[PROVIDED TEXT — start]

Young adulthood is a creative propellant for comics. Halfway between childhood and middle age, it’s a period rich in discovery, risk, embarrassment, and bliss. All powered by infuriatingly perfect health, endurance, and the feeling one will certainly live forever. Honestly, ever since the late '80s alternative comic explosion, comics and graphic novels have captured that young adulthood angst and zeitgeist better than most media.
Caroline Cash’s Girl in the World is one such sequential art recording of a night in the life of a group of young women (mostly). Despite one character’s superficial resemblance to Cash, I hesitate to call it an autobiographical comic. Funny thing though, how much our individual autobiographies consist of shared experiences. We’ve all had a story of a night, that night, a night like the one in Girl in the World. The characters encounter persons and situations familiar to anyone who’s made it through their 20s in an urban environment. They appreciate and negotiate the bar and club scenes, house parties, public transportation (always a perfect narrative segue), leaving the hospital, evading an attack, or simply slacking in their rooms. Moreover, every life features an endless array of characters. The people populating Cash’s story have names, but they’re barely referred to, and it’s not always clear who is who. Intended or not, it underlines the anonymity and synchronicity that make up life. High-flown thinking, surely, but humans like stories of humans like themselves, and any reader can easily insert themselves into Girl in the World.
Cash has a knack for setting multiple scenes that flow into each other. Sundry characters consider attending “a creatively named Facebook event,” featuring a DJ, dancing, drinking, talking, and making out. Graciously, Cash provides captions for various stock characters in the urban milieu: “Ex chain-smoking,” “asshole who stole your friend's medication,” “aspiring DJ/sexual predator,” et alia. Several friends escape the event, ending up in a Mexican restaurant. Eventually, they’re joined by one of the more specifically addressed characters, a presumed Queen Bee named Eleanor. She vigorously rebukes them: “You left that dreadful birthday party…WITHOUT ME.”

[PROVIDED TEXT — finish]

> _REQUIRED ACTIONS_:
1/ Reproduce the stretch of the review from "Young adulthood is" through "than most media.".
2/ In one to three sentences, explain why the review calls young adulthood a creative propellant for comics.
The data after this review isn't needed for anything here.

[DATA SEGMENT — start]

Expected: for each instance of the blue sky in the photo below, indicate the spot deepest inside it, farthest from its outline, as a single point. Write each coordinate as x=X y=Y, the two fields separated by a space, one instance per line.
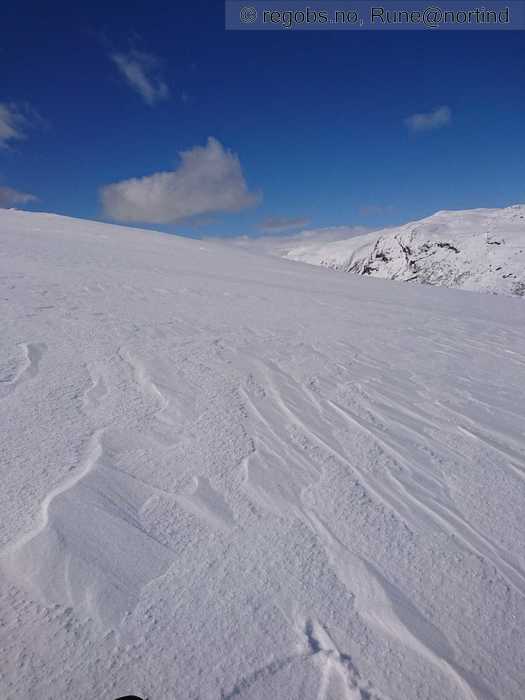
x=311 y=128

[DATA SEGMENT — finish]

> _SET OF ANSWERS_:
1/
Young adulthood is a creative propellant for comics. Halfway between childhood and middle age, it’s a period rich in discovery, risk, embarrassment, and bliss. All powered by infuriatingly perfect health, endurance, and the feeling one will certainly live forever. Honestly, ever since the late '80s alternative comic explosion, comics and graphic novels have captured that young adulthood angst and zeitgeist better than most media.

2/ Young adulthood sits halfway between childhood and middle age and is rich in discovery, risk, embarrassment, and bliss. All of this is powered by infuriatingly perfect health, endurance, and the feeling that one will certainly live forever.